In the Statue of Liberty notes below, what did the young man in charge of the unveiling signal mistake Senator Evarts's pause for?

> **Document section**:
++++++++++++++++++++

Statue of Liberty or
Liberty Enlightening the World

by Frederic-Auguste Bartholdi, dedicated 1886

Bibliography, Out-takes, Discussion Questions,
Suggested Readings

Dedication and early comments

Bartholdi, Frederic Auguste. The Statue of Liberty Enlightening the World, Described by the Sculptor. Published for the Benefit of the Pedestal Fund. New York: North American Review, (1885). This is the source of the Bartholdi quote in the Sidebar in Outdoor Monuments of Manhattan. It's available on a ratty microfilm at New York Public Library. Someone ought to find a clean copy and reprint this - it includes a lot of good material and many charming illustrations.

New York Times 10/29/1886 on the unveiling. Some additional excerpts:

  • Ferdinand de Lesseps, builder of the Suez Canal, said in part: "The idea of erecting the statue of liberty was a generous one. It does honor to those who executed it. Liberty lighting the world! A great lighthouse raised in the midst of a fleet on the threshold of free America. In landing beneath its rays people will know that they have reached a land where individual initiative is developed in all its power; where progress is a religion; where great fortunes become popular by the charity they bestow and by encouraging instruction and science and casting their influence into the future. You are right, American citizens, to be proud of your 'go ahead.' You have made great headway in a hundred years, thanks to that cry, because you have been intrepid. In telling of the sympathy of France, I know that I am expressing the feeling of all my countrymen. There is no painful recollection between the two countries; only one rivalry - that of progress. We accept your inventions as you accept ours - without jealousy. You like men who dare and who persevere. I say, like you, 'Go ahead!' We understand each other when I use that term."
  • When Senator Evarts (quoted in Outdoor Monuments p. 13) paused, the young man in charge of passing the signal for the unveiling mistook the pause for the end of the speech, and gestured for the veil over Liberty's face to be released. "All the noise that had gone before was child's play to what broke forth then. The whistles blew, the guns boomed, the bands played, the drums rolled, and the throngs on the island and on the river shouted one thundering paean of acclamations that swept down the Bay on the wings of the northeast gale and smote the hills of Staten island with a huge shock of sound."
  • And finally, from orator Chauncey M. Depew, a historical view: "In all the ages the achievements of man and his aspirations have been represented in symbols. Races have disappeared and no record remains of their rise or fall; but by their monuments we know their history. The huge monoliths of the Assyrians and the obelisks of the Egyptians tell their stories of forgotten civilizations, but the sole purpose of their erection was to glorify rulers and preserve the boasts of conquerors. They teach sad lessons of the vanity of ambition, the cruelty of arbitrary power, and the miseries of mankind.
    The Olympian Jupiter enthroned in the Parthenon [sic] expressed in ivory and gold the awful majesty of the Greek idea of the King of the Gods; the bronze statue of Minerva on the Acropolis offered the protection of the patron goddess of Athens to the mariners who steered their ships by her helmet and spear, and in the Colossus of Rhodes, famed as one of the wonders of the world, the Lord of the Sun welcomed the commerce of the East to the city of his worship.

++++++++++++++++++++

> **Records**:
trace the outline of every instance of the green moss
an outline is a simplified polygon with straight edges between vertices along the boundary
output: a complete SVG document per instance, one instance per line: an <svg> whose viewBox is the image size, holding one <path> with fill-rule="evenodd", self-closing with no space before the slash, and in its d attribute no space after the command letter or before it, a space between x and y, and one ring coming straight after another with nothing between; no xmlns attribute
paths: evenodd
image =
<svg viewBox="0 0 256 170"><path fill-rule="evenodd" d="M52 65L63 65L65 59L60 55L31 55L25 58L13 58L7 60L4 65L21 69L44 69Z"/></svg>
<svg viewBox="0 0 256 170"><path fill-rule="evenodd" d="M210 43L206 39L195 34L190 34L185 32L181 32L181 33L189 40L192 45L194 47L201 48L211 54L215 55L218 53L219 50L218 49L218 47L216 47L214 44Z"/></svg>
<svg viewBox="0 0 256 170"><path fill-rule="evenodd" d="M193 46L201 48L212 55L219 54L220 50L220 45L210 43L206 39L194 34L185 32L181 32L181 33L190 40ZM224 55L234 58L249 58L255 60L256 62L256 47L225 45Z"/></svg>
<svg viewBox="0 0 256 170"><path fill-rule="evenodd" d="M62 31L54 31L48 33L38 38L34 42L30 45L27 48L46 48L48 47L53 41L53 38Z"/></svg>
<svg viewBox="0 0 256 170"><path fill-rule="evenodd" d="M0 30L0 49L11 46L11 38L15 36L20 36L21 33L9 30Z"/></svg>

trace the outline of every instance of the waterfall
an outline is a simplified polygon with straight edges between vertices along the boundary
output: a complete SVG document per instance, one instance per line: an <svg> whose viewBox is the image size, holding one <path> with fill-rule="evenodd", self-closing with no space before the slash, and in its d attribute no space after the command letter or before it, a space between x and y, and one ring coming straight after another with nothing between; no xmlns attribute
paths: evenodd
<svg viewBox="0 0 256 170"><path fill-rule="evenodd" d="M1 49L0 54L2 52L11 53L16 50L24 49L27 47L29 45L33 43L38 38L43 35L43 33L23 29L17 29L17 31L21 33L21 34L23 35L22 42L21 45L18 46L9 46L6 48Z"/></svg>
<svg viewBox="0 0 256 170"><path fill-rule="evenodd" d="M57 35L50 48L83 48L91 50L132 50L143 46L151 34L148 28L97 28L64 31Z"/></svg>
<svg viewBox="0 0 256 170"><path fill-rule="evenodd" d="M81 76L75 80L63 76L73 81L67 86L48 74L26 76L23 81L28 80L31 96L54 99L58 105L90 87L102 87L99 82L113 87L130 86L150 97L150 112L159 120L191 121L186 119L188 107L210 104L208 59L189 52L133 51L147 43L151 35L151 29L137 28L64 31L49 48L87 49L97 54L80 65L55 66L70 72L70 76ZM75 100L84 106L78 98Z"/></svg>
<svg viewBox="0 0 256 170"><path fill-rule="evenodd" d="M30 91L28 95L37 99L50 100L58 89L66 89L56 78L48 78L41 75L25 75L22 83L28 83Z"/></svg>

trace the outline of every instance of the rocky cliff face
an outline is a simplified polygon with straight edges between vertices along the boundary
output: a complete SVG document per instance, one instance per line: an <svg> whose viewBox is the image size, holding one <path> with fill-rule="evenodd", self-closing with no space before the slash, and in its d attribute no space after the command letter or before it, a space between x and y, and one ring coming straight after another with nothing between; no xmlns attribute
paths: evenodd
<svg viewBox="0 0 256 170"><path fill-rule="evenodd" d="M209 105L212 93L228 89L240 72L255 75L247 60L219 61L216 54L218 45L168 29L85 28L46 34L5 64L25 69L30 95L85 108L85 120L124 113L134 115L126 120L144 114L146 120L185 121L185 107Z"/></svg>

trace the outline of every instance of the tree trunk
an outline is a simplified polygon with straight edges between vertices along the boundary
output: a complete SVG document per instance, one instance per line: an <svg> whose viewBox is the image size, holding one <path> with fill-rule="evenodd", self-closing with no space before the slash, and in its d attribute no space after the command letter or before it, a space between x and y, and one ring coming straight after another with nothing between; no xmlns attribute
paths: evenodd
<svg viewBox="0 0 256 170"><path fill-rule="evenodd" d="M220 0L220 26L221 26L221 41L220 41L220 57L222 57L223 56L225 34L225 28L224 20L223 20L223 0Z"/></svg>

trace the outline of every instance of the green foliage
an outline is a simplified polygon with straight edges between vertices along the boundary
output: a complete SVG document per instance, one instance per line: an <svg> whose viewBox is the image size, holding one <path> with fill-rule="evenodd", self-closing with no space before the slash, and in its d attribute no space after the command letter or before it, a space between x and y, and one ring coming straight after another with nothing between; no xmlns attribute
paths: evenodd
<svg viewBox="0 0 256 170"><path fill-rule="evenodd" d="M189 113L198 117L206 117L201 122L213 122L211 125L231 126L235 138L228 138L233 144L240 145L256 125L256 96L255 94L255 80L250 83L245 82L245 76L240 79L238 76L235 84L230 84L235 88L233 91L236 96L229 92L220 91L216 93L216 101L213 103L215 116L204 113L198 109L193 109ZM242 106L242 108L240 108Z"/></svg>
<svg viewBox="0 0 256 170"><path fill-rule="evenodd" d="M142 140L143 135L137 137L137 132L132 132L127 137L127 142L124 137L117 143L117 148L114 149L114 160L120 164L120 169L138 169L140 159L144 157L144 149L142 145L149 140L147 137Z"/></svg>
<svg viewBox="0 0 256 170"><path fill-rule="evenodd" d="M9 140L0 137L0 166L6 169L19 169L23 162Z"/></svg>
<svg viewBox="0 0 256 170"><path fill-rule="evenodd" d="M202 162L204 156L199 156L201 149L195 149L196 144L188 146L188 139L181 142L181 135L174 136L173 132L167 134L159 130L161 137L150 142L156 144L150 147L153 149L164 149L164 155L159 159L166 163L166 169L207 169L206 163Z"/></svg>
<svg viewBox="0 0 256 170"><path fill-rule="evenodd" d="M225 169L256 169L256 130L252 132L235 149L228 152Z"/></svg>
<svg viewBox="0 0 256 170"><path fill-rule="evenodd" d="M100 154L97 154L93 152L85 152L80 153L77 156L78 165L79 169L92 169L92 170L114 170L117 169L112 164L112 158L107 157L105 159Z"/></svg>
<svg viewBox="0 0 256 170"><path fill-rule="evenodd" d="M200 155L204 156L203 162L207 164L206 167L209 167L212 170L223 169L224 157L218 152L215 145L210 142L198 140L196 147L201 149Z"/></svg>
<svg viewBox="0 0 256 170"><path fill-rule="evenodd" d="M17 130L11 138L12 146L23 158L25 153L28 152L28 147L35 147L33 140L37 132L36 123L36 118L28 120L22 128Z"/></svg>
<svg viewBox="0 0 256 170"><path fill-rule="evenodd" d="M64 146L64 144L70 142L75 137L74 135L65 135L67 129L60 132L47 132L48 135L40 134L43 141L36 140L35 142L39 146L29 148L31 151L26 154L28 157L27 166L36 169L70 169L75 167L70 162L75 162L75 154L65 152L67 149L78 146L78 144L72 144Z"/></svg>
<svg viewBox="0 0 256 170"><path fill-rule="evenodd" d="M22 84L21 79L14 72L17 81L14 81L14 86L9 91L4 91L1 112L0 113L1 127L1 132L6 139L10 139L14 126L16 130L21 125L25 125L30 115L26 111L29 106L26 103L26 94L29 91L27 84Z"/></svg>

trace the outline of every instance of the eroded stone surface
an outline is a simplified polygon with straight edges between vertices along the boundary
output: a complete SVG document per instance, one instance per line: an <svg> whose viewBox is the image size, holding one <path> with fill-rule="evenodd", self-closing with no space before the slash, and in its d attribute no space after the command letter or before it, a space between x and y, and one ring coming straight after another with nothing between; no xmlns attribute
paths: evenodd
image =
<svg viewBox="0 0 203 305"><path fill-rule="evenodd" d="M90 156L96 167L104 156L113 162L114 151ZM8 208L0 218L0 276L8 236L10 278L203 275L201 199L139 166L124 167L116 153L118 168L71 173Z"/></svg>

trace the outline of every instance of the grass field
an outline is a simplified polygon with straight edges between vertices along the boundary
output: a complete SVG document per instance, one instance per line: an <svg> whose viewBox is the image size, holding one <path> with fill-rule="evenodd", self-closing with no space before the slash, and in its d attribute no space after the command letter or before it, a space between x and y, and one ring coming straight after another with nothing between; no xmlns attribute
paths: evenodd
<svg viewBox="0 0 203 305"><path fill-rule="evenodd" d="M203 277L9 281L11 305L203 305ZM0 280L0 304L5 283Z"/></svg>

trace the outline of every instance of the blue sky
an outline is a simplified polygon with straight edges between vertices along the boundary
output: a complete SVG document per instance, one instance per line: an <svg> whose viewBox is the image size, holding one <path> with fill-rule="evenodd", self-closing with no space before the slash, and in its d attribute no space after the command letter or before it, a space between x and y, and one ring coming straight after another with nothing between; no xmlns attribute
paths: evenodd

++++++++++++++++++++

> **Task solution**:
The end of the speech.